** start AVAILABLE RECORDS **

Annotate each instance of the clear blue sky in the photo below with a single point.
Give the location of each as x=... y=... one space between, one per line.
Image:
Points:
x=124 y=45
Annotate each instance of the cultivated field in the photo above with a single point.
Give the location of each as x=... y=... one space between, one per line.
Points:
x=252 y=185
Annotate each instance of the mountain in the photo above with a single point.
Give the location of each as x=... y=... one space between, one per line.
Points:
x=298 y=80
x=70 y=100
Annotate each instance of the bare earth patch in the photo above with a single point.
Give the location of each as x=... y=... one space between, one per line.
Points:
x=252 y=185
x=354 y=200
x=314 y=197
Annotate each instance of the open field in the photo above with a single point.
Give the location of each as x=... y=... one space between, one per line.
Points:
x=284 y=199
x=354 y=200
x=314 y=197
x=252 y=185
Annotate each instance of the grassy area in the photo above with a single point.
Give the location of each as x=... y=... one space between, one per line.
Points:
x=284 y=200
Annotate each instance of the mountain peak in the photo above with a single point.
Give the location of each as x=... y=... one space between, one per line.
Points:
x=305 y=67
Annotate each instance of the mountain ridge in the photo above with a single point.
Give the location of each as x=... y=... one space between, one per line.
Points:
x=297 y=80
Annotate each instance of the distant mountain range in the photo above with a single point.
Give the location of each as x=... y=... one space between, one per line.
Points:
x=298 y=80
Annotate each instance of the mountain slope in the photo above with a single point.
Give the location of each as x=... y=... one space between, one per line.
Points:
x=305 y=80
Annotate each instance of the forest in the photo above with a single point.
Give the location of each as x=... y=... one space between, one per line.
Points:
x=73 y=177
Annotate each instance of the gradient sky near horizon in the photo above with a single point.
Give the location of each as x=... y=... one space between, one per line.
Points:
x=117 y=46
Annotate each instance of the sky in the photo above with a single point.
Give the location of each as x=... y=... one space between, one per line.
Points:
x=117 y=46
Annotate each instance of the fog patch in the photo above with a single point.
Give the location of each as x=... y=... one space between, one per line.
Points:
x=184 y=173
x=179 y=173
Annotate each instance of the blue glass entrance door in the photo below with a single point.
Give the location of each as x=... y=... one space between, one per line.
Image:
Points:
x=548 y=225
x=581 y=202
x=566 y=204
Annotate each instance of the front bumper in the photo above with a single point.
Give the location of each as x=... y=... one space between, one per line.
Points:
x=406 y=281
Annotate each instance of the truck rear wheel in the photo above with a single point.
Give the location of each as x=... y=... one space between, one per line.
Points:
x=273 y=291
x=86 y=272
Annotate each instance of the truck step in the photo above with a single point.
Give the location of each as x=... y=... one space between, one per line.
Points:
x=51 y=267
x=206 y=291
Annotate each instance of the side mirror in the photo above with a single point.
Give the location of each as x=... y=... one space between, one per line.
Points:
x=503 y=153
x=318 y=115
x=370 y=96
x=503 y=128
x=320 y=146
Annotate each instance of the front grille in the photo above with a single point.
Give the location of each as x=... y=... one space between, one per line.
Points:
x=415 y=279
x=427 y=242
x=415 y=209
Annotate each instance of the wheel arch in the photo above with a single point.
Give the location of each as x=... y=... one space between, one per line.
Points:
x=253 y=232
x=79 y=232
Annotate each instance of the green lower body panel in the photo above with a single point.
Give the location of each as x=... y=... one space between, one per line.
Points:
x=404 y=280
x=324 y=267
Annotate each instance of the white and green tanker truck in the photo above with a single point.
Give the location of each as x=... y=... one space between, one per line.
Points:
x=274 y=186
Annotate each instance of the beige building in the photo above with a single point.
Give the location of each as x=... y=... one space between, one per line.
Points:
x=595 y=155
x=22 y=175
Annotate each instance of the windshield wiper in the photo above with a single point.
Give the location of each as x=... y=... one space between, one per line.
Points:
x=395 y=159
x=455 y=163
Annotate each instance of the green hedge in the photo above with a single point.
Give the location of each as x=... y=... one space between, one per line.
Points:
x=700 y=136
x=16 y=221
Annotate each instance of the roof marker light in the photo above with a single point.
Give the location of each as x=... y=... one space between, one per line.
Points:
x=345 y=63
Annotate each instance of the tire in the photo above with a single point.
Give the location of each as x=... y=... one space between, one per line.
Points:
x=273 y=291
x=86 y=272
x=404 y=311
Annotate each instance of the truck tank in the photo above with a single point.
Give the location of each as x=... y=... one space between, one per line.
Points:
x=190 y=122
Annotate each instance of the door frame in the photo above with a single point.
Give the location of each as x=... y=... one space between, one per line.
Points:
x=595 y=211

** end AVAILABLE RECORDS **

• PROBLEM REQUIREMENTS: Reproduce the part of the entries that opens with the line containing "Annotate each instance of the truck step" and closes with the line containing "x=415 y=209", including both of those lines and nothing outside them. Leave the instruction lines unchanged, but multiply every x and y coordinate by 1.05 and round each result to a whole number, with halves rounded up.

• TASK OUTPUT:
Annotate each instance of the truck step in the photo above with a single point.
Give the location of each as x=... y=... one space between, one per line.
Points:
x=54 y=280
x=216 y=306
Annotate each instance of the side mirror in the photo above with a single point.
Give the location of each as x=... y=... one space between, one per line.
Points:
x=528 y=161
x=334 y=121
x=389 y=101
x=528 y=134
x=336 y=153
Annotate each instance of the front grille in the photo above with a single point.
Give the location of each as x=... y=... one space between, one per line.
Points:
x=436 y=293
x=448 y=254
x=436 y=219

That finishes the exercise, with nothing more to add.